-- Start --

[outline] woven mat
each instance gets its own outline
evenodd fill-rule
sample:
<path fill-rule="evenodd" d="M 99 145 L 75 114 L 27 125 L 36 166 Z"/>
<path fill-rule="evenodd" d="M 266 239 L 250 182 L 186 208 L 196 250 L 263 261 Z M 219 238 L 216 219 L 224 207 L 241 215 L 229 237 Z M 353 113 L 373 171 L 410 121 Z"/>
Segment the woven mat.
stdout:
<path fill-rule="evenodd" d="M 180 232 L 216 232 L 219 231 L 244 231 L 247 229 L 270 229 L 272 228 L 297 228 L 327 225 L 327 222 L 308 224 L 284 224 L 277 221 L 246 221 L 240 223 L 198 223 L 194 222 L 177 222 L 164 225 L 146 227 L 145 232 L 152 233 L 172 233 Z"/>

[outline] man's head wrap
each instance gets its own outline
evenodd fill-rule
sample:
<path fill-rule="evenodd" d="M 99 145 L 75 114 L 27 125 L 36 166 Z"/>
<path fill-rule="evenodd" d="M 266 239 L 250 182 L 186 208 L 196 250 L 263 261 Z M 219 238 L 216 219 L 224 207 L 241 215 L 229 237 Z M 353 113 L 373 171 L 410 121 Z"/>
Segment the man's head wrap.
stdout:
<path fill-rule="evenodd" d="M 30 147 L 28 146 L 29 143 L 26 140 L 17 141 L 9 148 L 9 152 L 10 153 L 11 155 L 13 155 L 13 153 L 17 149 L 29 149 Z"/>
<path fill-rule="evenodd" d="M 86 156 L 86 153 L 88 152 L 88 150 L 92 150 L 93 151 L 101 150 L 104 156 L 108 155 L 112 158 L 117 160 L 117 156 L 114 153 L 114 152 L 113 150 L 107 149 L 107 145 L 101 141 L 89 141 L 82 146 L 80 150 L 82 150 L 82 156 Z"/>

-- End --

Reproduce every line of the records above in full, shifting each answer path by adding 132 to every one of its coordinates and leaving all other numbers unchanged.

• **ANSWER**:
[outline] woven mat
each instance gets its own outline
evenodd fill-rule
sample:
<path fill-rule="evenodd" d="M 99 145 L 75 114 L 27 125 L 36 166 Z"/>
<path fill-rule="evenodd" d="M 266 239 L 250 182 L 186 208 L 196 250 L 263 261 Z M 219 238 L 216 219 L 224 207 L 241 215 L 229 237 Z M 353 113 L 373 171 L 410 121 Z"/>
Segment the woven mat.
stdout:
<path fill-rule="evenodd" d="M 312 364 L 348 364 L 351 363 L 376 363 L 379 361 L 402 361 L 404 360 L 429 360 L 459 357 L 459 354 L 440 356 L 416 356 L 409 353 L 378 353 L 372 355 L 330 355 L 326 354 L 309 354 L 296 357 L 278 359 L 277 364 L 284 365 L 304 365 Z"/>

[outline] man's head wrap
each instance gets its own outline
evenodd fill-rule
sample:
<path fill-rule="evenodd" d="M 99 145 L 75 114 L 27 125 L 36 166 Z"/>
<path fill-rule="evenodd" d="M 266 239 L 250 182 L 186 208 L 196 250 L 263 261 Z M 219 238 L 216 219 L 224 207 L 241 215 L 229 237 Z M 353 113 L 373 171 L 410 121 Z"/>
Segment the man's head wrap.
stdout:
<path fill-rule="evenodd" d="M 162 279 L 160 278 L 161 275 L 158 272 L 149 273 L 141 280 L 141 284 L 142 285 L 143 287 L 145 287 L 145 285 L 149 281 L 161 281 Z"/>
<path fill-rule="evenodd" d="M 218 288 L 218 285 L 220 284 L 220 282 L 224 282 L 225 283 L 233 282 L 236 288 L 240 287 L 244 290 L 249 292 L 249 288 L 246 285 L 246 284 L 245 282 L 239 281 L 239 277 L 233 273 L 221 273 L 214 278 L 212 282 L 214 282 L 214 288 Z"/>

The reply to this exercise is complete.